- Texto fornecido:
◇ ◇ ◇ ◇ ◇ ◇ ◇

UMA QUESTÃO DE CLASSE
Lya Luft*
Há alguns anos,
um vento novo varreu o Brasil numa grande mudança para os menos favorecidos,
novos planos do governo provocando uma energia febril: a subida de milhões de
famílias das classes D e E para a classe C, isto é, a classe média, através de
programas sociais e outros benefícios. A
ordem do governo era comprar, a onda era “consumir”. Mais ou menos assim: “A
elite branca não quer que você tenha nada ( como se pobre fosse só negros e
mulatos, ou brancos todos ricos...), mas isso está mudando. Comprem carro.
Troquem a geladeira, comprem tevê plana, andem de avião, botem os filhos na
faculdade, comprem casa, mobília novinha, eletrodomésticos modernos, façam
seguro-saúde, porque vocês são classe C”. A correria e o entusiasmo foram
enormes. Pouquíssimos duvidaram, como não acreditar? Créditos quase a perder de
vista, juros baixos, podia haver coisa melhor?
Mas os bons
ventos de fartura sopraram pouco tempo. O crédito que possibilitou tudo isso
encolheu, ou se fechou. Subiram os juros e os impostos, e continuam a crescer.

◇ ◇ ◇ ◇ ◇ ◇ ◇

Entradas de um conjunto de dados de anotação:
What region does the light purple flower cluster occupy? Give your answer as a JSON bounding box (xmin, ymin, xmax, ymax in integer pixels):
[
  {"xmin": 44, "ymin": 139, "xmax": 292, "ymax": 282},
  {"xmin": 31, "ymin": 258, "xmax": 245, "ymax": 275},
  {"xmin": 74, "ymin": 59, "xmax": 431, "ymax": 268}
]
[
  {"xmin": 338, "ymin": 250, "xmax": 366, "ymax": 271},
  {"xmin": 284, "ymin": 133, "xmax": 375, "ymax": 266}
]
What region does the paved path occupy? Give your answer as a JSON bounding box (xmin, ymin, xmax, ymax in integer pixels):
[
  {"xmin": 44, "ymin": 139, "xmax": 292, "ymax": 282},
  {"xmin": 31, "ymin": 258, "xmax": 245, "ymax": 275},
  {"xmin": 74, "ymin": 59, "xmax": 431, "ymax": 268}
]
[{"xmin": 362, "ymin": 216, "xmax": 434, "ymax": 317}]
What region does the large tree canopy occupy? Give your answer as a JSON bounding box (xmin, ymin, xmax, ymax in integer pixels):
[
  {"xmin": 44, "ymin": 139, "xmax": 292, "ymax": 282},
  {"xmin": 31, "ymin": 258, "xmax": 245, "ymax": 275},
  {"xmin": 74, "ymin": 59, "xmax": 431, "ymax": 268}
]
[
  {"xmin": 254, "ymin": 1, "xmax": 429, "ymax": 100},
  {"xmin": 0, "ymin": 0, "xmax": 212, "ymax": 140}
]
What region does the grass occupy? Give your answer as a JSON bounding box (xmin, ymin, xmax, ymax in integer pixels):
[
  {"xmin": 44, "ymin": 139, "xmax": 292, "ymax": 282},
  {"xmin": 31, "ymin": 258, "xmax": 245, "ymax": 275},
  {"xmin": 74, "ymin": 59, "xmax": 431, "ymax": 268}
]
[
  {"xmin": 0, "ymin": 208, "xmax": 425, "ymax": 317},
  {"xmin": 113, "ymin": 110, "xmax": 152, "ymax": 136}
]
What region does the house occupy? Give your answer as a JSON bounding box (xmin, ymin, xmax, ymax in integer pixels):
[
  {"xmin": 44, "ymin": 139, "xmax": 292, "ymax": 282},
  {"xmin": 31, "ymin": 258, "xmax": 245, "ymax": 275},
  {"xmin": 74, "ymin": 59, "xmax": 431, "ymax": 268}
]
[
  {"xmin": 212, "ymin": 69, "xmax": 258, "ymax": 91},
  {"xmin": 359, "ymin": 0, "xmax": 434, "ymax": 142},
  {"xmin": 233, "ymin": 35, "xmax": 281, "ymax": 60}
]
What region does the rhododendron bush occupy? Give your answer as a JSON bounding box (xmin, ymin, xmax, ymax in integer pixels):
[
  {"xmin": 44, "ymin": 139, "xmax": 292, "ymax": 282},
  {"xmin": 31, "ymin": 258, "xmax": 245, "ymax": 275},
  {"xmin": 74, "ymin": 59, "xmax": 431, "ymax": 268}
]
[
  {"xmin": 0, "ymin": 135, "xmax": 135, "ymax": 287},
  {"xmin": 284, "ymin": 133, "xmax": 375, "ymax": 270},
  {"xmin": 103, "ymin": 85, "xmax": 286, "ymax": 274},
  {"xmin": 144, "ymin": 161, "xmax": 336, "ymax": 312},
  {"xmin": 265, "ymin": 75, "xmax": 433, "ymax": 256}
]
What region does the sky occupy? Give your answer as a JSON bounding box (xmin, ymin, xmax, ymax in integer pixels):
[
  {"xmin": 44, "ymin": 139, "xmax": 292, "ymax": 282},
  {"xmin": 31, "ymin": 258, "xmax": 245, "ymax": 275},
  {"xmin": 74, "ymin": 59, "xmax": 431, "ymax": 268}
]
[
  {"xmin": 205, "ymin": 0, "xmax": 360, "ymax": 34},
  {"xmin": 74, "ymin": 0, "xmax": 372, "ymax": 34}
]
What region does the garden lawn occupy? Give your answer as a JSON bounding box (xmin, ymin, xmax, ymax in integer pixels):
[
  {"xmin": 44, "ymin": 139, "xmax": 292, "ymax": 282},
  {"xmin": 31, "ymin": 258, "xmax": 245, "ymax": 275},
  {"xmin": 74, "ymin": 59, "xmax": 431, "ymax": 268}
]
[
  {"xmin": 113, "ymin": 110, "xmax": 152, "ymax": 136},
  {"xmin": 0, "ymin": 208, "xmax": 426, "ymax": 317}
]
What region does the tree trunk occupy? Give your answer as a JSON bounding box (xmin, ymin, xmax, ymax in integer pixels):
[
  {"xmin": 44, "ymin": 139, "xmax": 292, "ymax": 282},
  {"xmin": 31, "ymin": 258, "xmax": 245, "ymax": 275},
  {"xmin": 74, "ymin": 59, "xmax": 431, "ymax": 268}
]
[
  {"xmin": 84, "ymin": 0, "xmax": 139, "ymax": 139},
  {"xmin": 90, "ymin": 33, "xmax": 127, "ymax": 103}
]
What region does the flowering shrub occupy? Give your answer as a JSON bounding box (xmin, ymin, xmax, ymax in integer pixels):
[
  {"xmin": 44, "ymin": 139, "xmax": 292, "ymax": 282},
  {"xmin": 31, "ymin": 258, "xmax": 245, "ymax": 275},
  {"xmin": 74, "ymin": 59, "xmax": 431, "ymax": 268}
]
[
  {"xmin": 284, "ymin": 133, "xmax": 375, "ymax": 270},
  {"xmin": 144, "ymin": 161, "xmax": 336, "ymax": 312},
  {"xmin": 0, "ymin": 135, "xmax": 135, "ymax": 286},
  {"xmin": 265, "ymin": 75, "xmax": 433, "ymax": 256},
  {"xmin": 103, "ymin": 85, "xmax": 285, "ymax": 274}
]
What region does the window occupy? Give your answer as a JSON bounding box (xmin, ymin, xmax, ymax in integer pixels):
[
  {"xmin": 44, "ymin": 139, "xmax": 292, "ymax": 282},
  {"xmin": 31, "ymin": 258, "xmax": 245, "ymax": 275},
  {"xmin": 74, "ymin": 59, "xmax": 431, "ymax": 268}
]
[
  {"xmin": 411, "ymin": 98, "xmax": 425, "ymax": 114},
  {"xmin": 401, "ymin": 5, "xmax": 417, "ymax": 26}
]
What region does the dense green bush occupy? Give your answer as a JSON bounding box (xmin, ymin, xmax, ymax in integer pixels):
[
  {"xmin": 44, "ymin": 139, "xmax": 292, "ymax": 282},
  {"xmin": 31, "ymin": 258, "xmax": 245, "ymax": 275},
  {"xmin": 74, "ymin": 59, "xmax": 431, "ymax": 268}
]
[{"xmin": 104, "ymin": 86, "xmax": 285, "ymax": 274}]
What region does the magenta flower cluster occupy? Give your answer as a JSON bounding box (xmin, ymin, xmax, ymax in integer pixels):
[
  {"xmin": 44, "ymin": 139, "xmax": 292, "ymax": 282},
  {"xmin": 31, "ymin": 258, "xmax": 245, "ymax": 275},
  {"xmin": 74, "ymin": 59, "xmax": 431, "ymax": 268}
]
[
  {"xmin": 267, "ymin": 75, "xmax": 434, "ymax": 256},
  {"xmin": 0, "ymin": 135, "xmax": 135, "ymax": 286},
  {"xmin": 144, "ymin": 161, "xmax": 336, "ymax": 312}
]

◇ ◇ ◇ ◇ ◇ ◇ ◇

- O que fazer:
1 - Responda, com base no texto sobre a questão de classe:
(a) Para qual classe subiram milhões de famílias das classes D e E?
(b) Por meio de que essa subida se deu?
(c) O que aconteceu com os juros e os impostos?
2 - Transcreva do texto sobre a questão de classe o trecho entre "Troquem a geladeira, comprem" e "haver coisa melhor?", inclusive.
As linhas de dados vêm de uma fonte distinta da do texto.

- Respostas por tarefa:
1 -
(a) Para a classe C, isto é, a classe média.
(b) Por meio de programas sociais e outros benefícios.
(c) Subiram e continuam a crescer.

2 -
Troquem a geladeira, comprem tevê plana, andem de avião, botem os filhos na
faculdade, comprem casa, mobília novinha, eletrodomésticos modernos, façam
seguro-saúde, porque vocês são classe C”. A correria e o entusiasmo foram
enormes. Pouquíssimos duvidaram, como não acreditar? Créditos quase a perder de
vista, juros baixos, podia haver coisa melhor?